--- Reading passage ---

%%

All of lore.kernel.org
 help / color / mirror / Atom feed
* [PATCH 0/3] Number of fixes for rtrs
@ 2020-07-24 11:15 Md Haris Iqbal
  2020-07-24 11:15 ` [PATCH 1/3] RDMA/rtrs-clt: add an additional random 8 seconds before reconnecting Md Haris Iqbal
                   ` (3 more replies)
  0 siblings, 4 replies; 6+ messages in thread
From: Md Haris Iqbal @ 2020-07-24 11:15 UTC (permalink / raw)
  To: danil.kipnis, jinpu.wang, linux-rdma, dledford, jgg, leon, bvanassche
  Cc: Md Haris Iqbal

This patch series fixes a number of issues discovered while testing

1) RDMA/rtrs: remove WQ_MEM_RECLAIM for rtrs_wq
2) RDMA/rtrs-srv: only call put_device when it's in sysfs
3) RDMA/rtrs-clt: add an additional random 8 seconds before reconnecting

Regards
Md Haris Iqbal


Jack Wang (2):
  RDMA/rtrs-srv: only call put_device when it's in sysfs
  RDMA/rtrs: remove WQ_MEM_RECLAIM for rtrs_wq

Danil Kipnis (1):
  RDMA/rtrs-clt: add an additional random 8 seconds before reconnecting


 drivers/infiniband/ulp/rtrs/rtrs-clt.c | 16 +++++++++++++---
 drivers/infiniband/ulp/rtrs/rtrs-srv.c |  7 +++++--
 2 files changed, 18 insertions(+), 5 deletions(-)

%%

--- Exercises to complete ---
1) Output the stretch of the rtrs patch message from "All of lore.kernel.org" through "(3 more replies)", copied word for word.
2) Return the stretch of the entries from the line containing "In this photo, point at the grass" through the end of the entries, unchanged and with both ends included.

--- Source data ---
%%

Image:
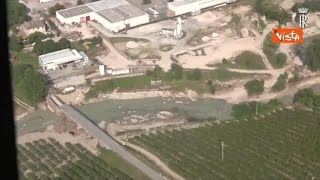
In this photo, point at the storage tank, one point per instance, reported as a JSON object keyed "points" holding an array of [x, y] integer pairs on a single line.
{"points": [[102, 70]]}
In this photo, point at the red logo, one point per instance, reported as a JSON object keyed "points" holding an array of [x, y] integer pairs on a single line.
{"points": [[288, 35]]}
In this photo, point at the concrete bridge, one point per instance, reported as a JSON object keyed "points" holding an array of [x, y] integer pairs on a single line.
{"points": [[55, 104]]}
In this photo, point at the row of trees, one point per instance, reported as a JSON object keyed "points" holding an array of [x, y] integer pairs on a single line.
{"points": [[28, 84]]}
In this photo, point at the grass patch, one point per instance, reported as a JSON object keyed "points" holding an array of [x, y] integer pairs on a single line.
{"points": [[246, 60], [117, 162]]}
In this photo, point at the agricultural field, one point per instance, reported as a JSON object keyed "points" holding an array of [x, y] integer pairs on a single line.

%%

--- Responses ---
1)
All of lore.kernel.org
 help / color / mirror / Atom feed
* [PATCH 0/3] Number of fixes for rtrs
@ 2020-07-24 11:15 Md Haris Iqbal
  2020-07-24 11:15 ` [PATCH 1/3] RDMA/rtrs-clt: add an additional random 8 seconds before reconnecting Md Haris Iqbal
                   ` (3 more replies)

2)
In this photo, point at the grass patch, one point per instance, reported as a JSON object keyed "points" holding an array of [x, y] integer pairs on a single line.
{"points": [[246, 60], [117, 162]]}
In this photo, point at the agricultural field, one point per instance, reported as a JSON object keyed "points" holding an array of [x, y] integer pairs on a single line.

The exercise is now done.